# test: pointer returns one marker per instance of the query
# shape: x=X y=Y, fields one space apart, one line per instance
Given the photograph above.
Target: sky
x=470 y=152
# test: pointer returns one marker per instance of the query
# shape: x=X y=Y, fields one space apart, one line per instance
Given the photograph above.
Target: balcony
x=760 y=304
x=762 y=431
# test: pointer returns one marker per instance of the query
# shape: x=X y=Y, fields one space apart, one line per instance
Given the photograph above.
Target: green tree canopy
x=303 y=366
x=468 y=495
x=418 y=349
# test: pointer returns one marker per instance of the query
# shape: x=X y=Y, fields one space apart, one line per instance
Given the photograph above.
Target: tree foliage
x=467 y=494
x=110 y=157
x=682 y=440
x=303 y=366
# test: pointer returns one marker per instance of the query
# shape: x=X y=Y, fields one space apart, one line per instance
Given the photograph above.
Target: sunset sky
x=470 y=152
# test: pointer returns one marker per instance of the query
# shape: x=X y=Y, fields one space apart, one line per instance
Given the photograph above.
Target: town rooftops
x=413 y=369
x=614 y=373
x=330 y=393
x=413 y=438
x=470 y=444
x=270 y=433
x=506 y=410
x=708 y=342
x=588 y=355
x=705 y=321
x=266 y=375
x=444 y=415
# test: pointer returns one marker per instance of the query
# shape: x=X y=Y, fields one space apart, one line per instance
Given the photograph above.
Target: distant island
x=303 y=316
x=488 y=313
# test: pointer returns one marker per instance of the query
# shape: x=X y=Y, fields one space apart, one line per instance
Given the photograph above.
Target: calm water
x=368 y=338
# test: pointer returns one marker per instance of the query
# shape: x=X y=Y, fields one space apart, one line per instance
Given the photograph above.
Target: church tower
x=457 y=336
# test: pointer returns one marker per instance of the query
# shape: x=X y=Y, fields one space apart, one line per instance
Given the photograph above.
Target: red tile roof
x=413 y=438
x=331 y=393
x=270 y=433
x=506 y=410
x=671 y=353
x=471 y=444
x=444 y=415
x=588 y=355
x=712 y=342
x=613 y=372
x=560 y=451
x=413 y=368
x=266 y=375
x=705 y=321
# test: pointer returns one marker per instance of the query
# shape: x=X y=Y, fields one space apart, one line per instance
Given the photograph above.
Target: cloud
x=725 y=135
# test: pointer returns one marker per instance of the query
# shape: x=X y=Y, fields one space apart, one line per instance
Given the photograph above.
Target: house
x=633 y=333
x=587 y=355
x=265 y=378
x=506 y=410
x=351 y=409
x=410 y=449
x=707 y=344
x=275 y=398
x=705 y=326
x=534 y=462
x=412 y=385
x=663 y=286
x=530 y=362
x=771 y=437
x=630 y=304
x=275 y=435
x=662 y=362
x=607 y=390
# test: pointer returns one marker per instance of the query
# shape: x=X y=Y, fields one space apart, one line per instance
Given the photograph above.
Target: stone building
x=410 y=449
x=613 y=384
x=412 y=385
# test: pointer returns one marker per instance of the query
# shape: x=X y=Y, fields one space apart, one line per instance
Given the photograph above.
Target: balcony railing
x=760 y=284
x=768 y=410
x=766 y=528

Problem:
Write out all the records above one more time, exactly.

Solution for this problem:
# test: pointer returns one marker per instance of the query
# shape: x=X y=Y, fields one space apart, one line per instance
Given the photograph above.
Target: sky
x=470 y=152
# test: pointer returns one marker per instance of the query
# shape: x=X y=Y, fields one space apart, one line per instance
Given the photograph above.
Target: balcony
x=760 y=304
x=762 y=431
# test: pointer returns one marker per instance of the query
# shape: x=X y=Y, fields one space apart, one line per instance
Given the photograph above.
Target: green tree canopy
x=303 y=366
x=468 y=495
x=418 y=349
# test: pointer returns one marker per instance of the query
# shape: x=X y=Y, fields one space apart, one line per instance
Given the photograph above.
Target: tree foliage
x=467 y=494
x=110 y=157
x=682 y=440
x=303 y=366
# test: pointer returns one marker per instance of the query
# shape: x=X y=Y, fields one space apart, one line per instance
Given the photograph above.
Target: sunset sky
x=470 y=152
# test: pointer returns one marker per instance of the query
# shape: x=X y=Y, fields one space apart, one line per instance
Given the photograph above.
Target: town rooftops
x=413 y=369
x=614 y=373
x=330 y=393
x=413 y=438
x=470 y=444
x=270 y=433
x=506 y=410
x=708 y=342
x=588 y=355
x=705 y=321
x=266 y=375
x=444 y=415
# test: pointer returns one marker per instance of the query
# shape: x=X y=Y, fields one space apart, one line per instance
Given the photograph above.
Target: distant island
x=303 y=316
x=488 y=313
# test: pointer returns one marker per instance of the query
# shape: x=X y=Y, fields one space apart, one line per instance
Given the photograph above.
Target: calm water
x=368 y=338
# test: pointer returns one marker per instance of the query
# shape: x=X y=Y, fields one space apart, one line per instance
Given the photograph above.
Target: church tower
x=457 y=336
# test: pointer returns one marker per instance of the query
# shape: x=X y=Y, fields one space apart, one line per instance
Given the photograph above.
Target: red tile roof
x=413 y=438
x=331 y=393
x=270 y=433
x=506 y=410
x=671 y=353
x=471 y=444
x=444 y=415
x=588 y=355
x=712 y=342
x=613 y=372
x=560 y=451
x=413 y=368
x=266 y=375
x=705 y=321
# test: pointer returns one marker per instance of the query
# shape: x=X y=Y, fields one space apart, one line per instance
Given the photograph above.
Target: cloud
x=725 y=135
# test: pointer returns one marker per instance of the query
# shape: x=X y=Y, fields one space apart, one line per instance
Given the photograph above.
Target: house
x=633 y=333
x=587 y=355
x=265 y=378
x=506 y=410
x=351 y=409
x=410 y=449
x=707 y=344
x=275 y=398
x=705 y=326
x=534 y=462
x=412 y=385
x=663 y=286
x=530 y=362
x=771 y=437
x=630 y=304
x=275 y=435
x=662 y=362
x=607 y=390
# test: pointer returns one marker per instance of the query
# shape: x=X y=Y, fields one space apart, one line per instance
Given the photograph above.
Target: stone building
x=410 y=449
x=613 y=384
x=412 y=385
# test: pointer returns one marker per instance of the query
# shape: x=X y=Y, fields one space apart, one line per instance
Given the photograph above.
Target: balcony railing
x=760 y=284
x=768 y=410
x=766 y=528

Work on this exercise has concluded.